• [Challenge]: Reproduce each line of the material precisely.

• [Recorded data]:
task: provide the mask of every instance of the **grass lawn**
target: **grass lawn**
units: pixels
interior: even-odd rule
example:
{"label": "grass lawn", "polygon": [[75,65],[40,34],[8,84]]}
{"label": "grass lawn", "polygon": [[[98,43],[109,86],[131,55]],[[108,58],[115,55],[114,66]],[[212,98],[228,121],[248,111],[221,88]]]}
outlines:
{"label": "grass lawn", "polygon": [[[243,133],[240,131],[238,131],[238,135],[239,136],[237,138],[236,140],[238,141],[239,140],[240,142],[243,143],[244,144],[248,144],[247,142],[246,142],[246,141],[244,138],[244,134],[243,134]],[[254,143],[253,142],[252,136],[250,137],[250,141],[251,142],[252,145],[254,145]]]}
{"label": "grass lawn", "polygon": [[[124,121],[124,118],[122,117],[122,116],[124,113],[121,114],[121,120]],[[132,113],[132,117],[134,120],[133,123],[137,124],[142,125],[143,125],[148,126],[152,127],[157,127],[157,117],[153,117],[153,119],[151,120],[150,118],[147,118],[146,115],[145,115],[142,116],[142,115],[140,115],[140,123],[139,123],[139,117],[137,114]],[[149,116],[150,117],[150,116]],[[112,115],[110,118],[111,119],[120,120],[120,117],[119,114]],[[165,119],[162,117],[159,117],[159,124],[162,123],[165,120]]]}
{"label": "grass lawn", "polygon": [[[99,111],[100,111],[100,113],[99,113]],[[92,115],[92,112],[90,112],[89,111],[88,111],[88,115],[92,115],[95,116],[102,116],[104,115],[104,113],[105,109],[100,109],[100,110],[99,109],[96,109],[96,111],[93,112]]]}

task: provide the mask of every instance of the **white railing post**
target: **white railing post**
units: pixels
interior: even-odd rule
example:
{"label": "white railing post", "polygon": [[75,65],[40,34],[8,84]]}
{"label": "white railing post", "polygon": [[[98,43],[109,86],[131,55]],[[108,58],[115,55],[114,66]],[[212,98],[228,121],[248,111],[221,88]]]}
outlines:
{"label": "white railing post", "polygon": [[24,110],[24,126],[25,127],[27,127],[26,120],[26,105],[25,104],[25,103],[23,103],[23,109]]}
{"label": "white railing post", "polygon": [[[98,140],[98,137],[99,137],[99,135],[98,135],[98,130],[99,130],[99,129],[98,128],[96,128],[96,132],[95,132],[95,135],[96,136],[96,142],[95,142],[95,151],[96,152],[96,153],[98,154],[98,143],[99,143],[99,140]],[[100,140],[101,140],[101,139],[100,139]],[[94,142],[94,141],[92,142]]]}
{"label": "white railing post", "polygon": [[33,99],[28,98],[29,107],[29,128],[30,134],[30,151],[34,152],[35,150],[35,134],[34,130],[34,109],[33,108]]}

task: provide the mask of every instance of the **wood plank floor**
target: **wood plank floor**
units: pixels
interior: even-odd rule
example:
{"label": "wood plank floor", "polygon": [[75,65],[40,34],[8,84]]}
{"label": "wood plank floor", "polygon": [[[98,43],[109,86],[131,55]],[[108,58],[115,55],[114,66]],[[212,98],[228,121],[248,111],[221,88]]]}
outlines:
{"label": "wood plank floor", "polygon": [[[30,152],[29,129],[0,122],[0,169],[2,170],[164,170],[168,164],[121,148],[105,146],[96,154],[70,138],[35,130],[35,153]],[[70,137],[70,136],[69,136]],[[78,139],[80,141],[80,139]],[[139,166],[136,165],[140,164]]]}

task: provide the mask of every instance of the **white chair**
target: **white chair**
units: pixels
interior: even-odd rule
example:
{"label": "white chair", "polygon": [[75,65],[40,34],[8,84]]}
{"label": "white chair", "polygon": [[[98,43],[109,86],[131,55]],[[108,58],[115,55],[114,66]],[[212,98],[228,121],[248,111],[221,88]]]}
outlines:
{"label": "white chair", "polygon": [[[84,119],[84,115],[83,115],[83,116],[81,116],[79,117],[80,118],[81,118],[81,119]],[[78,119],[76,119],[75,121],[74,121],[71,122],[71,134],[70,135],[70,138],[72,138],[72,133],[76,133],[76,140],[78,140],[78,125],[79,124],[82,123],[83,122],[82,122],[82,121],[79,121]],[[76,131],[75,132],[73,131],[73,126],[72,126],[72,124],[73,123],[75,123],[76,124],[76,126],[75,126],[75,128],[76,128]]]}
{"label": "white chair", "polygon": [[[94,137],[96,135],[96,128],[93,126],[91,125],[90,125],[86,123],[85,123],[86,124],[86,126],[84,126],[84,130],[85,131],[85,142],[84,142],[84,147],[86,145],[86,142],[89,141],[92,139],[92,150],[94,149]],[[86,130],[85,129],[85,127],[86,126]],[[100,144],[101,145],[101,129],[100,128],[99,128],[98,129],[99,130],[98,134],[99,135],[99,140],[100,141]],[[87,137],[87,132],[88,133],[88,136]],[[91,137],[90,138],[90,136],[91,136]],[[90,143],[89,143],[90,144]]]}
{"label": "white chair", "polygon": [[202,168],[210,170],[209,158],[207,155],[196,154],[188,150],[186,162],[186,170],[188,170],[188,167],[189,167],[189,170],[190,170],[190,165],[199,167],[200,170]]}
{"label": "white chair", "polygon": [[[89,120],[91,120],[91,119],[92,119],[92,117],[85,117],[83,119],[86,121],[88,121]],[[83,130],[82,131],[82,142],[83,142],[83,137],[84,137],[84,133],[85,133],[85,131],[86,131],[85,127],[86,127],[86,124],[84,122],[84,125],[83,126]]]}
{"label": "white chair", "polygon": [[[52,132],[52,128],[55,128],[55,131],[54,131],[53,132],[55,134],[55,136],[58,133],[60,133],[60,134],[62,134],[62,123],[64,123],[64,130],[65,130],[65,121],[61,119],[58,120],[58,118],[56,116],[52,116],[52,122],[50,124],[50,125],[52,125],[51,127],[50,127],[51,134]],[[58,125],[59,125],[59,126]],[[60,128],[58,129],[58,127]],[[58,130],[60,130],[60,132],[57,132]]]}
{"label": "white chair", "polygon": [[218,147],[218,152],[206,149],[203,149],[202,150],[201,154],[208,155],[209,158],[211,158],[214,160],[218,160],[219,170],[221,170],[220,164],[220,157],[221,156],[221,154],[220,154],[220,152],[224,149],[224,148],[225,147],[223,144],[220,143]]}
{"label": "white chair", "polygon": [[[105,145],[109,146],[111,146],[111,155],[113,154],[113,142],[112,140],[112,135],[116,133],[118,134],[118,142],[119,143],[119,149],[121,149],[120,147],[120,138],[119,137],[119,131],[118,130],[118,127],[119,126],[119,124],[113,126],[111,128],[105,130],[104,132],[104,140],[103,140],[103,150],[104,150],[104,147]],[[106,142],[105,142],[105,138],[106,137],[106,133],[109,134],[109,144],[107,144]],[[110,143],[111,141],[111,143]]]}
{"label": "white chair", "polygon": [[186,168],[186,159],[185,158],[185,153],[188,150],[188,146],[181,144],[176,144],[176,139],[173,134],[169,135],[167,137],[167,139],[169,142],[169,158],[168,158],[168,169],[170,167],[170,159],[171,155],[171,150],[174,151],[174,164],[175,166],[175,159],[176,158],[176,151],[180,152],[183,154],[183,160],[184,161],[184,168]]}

• [Result for this exercise]:
task: provide the mask of every instance of the **grass lawn**
target: **grass lawn**
units: pixels
interior: even-odd rule
example:
{"label": "grass lawn", "polygon": [[75,65],[40,34],[8,84]]}
{"label": "grass lawn", "polygon": [[[98,43],[109,86],[131,55]],[[108,58],[115,55],[114,66]],[[212,98],[228,121],[248,111],[221,88]]]}
outlines:
{"label": "grass lawn", "polygon": [[[243,133],[240,131],[238,131],[238,135],[239,136],[237,138],[236,140],[238,141],[239,140],[240,142],[243,143],[244,144],[248,144],[247,142],[246,142],[246,141],[244,138],[244,134],[243,134]],[[254,143],[253,142],[252,136],[250,137],[250,141],[251,142],[252,145],[254,145]]]}
{"label": "grass lawn", "polygon": [[[124,121],[124,118],[122,117],[122,116],[124,113],[121,114],[121,120]],[[132,113],[132,117],[134,120],[133,123],[137,124],[142,125],[143,125],[148,126],[152,127],[157,127],[157,117],[153,117],[153,119],[151,120],[150,118],[147,118],[146,115],[145,115],[142,116],[142,115],[140,115],[140,123],[139,123],[139,117],[137,114]],[[149,116],[150,117],[150,116]],[[112,115],[110,118],[111,119],[120,120],[120,117],[119,114]],[[165,119],[162,117],[159,117],[159,124],[162,123],[165,120]]]}
{"label": "grass lawn", "polygon": [[[99,111],[100,111],[100,113],[99,113]],[[92,115],[92,112],[90,112],[89,111],[88,111],[88,115],[92,115],[95,116],[102,116],[104,115],[104,113],[105,109],[100,109],[100,110],[99,109],[96,109],[96,111],[93,112]]]}

task: provide the mask of every instance of the **white railing post**
target: **white railing post**
units: pixels
interior: even-odd rule
example:
{"label": "white railing post", "polygon": [[75,65],[40,34],[8,84]]}
{"label": "white railing post", "polygon": [[[98,43],[109,86],[131,55]],[[108,58],[115,55],[114,66]],[[212,98],[228,121],[248,111],[221,88]]]}
outlines:
{"label": "white railing post", "polygon": [[24,110],[24,126],[25,127],[27,127],[26,120],[26,105],[25,104],[25,103],[23,103],[23,109]]}
{"label": "white railing post", "polygon": [[[98,140],[98,137],[99,137],[99,135],[98,135],[98,130],[99,130],[99,129],[98,128],[96,128],[96,132],[95,132],[95,135],[96,136],[96,142],[95,142],[95,151],[96,152],[96,153],[98,154],[98,143],[99,143],[99,140]],[[100,140],[101,140],[101,139],[100,139]],[[94,142],[94,141],[92,142]]]}
{"label": "white railing post", "polygon": [[33,99],[28,98],[29,107],[29,128],[30,134],[30,151],[34,152],[35,150],[35,134],[34,130],[34,109],[33,108]]}

task: provide the mask of every instance of the **wood plank floor**
target: **wood plank floor**
units: pixels
interior: even-odd rule
example:
{"label": "wood plank floor", "polygon": [[75,65],[40,34],[8,84]]}
{"label": "wood plank floor", "polygon": [[[98,43],[109,86],[131,55]],[[108,58],[115,55],[114,66]],[[212,98],[228,121],[248,111],[221,88]]]}
outlines:
{"label": "wood plank floor", "polygon": [[[30,152],[29,129],[0,122],[0,169],[2,170],[164,170],[168,164],[121,148],[105,146],[96,154],[70,138],[35,130],[35,153]],[[70,137],[70,136],[69,136]],[[78,139],[80,141],[80,139]],[[139,166],[136,165],[140,164]]]}

task: provide the mask of every instance of the **white chair**
target: **white chair**
units: pixels
interior: even-odd rule
example:
{"label": "white chair", "polygon": [[75,65],[40,34],[8,84]]}
{"label": "white chair", "polygon": [[[98,43],[109,86],[131,55]],[[108,58],[115,55],[114,66]],[[212,98],[228,121],[248,111],[221,88]]]}
outlines:
{"label": "white chair", "polygon": [[[84,119],[84,115],[83,115],[83,116],[81,116],[79,117],[80,118],[81,118],[81,119]],[[78,119],[76,119],[75,121],[74,121],[71,122],[71,134],[70,135],[70,138],[72,138],[72,133],[76,133],[76,140],[78,140],[78,125],[79,124],[82,123],[83,122],[82,122],[82,121],[79,121]],[[76,131],[75,132],[73,131],[73,126],[72,126],[72,124],[73,123],[75,123],[76,124],[76,126],[75,126],[75,128],[76,128]]]}
{"label": "white chair", "polygon": [[[94,137],[96,135],[96,128],[93,126],[91,125],[90,125],[86,123],[85,123],[86,124],[86,126],[84,126],[84,130],[85,131],[85,142],[84,142],[84,147],[86,145],[86,142],[89,141],[92,139],[92,150],[94,149]],[[86,130],[85,129],[85,127],[86,126]],[[100,144],[101,145],[101,129],[100,128],[99,128],[98,129],[99,130],[98,134],[99,135],[99,140],[100,141]],[[87,137],[87,132],[88,133],[88,136]],[[91,137],[90,138],[90,136],[91,136]],[[90,143],[89,143],[90,144]]]}
{"label": "white chair", "polygon": [[202,168],[210,170],[209,158],[207,155],[196,154],[188,150],[186,162],[186,170],[188,170],[188,167],[189,167],[189,170],[190,170],[190,165],[199,167],[200,170]]}
{"label": "white chair", "polygon": [[[89,120],[91,120],[91,119],[92,119],[92,117],[85,117],[83,119],[86,121],[88,121]],[[83,130],[82,131],[82,142],[83,142],[83,137],[84,137],[84,133],[85,133],[85,131],[86,131],[85,127],[86,127],[86,124],[84,122],[84,125],[83,126]]]}
{"label": "white chair", "polygon": [[[52,132],[52,128],[55,128],[55,131],[54,131],[53,132],[55,134],[55,136],[58,133],[60,133],[60,134],[62,134],[62,123],[64,123],[64,130],[65,130],[65,121],[61,119],[58,120],[58,118],[56,116],[52,116],[52,122],[50,124],[50,125],[52,125],[51,127],[50,127],[51,134]],[[58,125],[59,125],[59,126]],[[60,128],[58,129],[58,127]],[[58,130],[60,130],[60,132],[57,132]]]}
{"label": "white chair", "polygon": [[218,147],[218,152],[206,149],[203,149],[202,150],[201,154],[208,155],[209,158],[211,158],[214,160],[218,160],[219,170],[221,170],[220,164],[220,157],[221,156],[221,154],[220,154],[220,152],[224,149],[224,148],[225,147],[223,144],[220,143]]}
{"label": "white chair", "polygon": [[[105,145],[109,146],[111,146],[111,155],[113,154],[113,142],[112,140],[112,135],[116,133],[118,134],[118,142],[119,143],[119,149],[121,149],[120,147],[120,138],[119,137],[119,131],[118,130],[118,127],[119,126],[119,124],[113,126],[111,128],[105,130],[104,132],[104,140],[103,140],[103,150],[104,150],[104,147]],[[106,142],[105,142],[105,138],[106,137],[106,133],[109,134],[109,144],[107,144]],[[110,143],[111,141],[111,143]]]}
{"label": "white chair", "polygon": [[186,168],[186,159],[185,158],[185,153],[188,150],[188,146],[181,144],[176,144],[176,139],[173,134],[169,135],[167,137],[167,139],[169,142],[169,158],[168,158],[168,169],[170,167],[170,159],[171,155],[171,150],[174,151],[174,164],[175,166],[175,159],[176,158],[176,151],[180,152],[183,154],[183,160],[184,161],[184,168]]}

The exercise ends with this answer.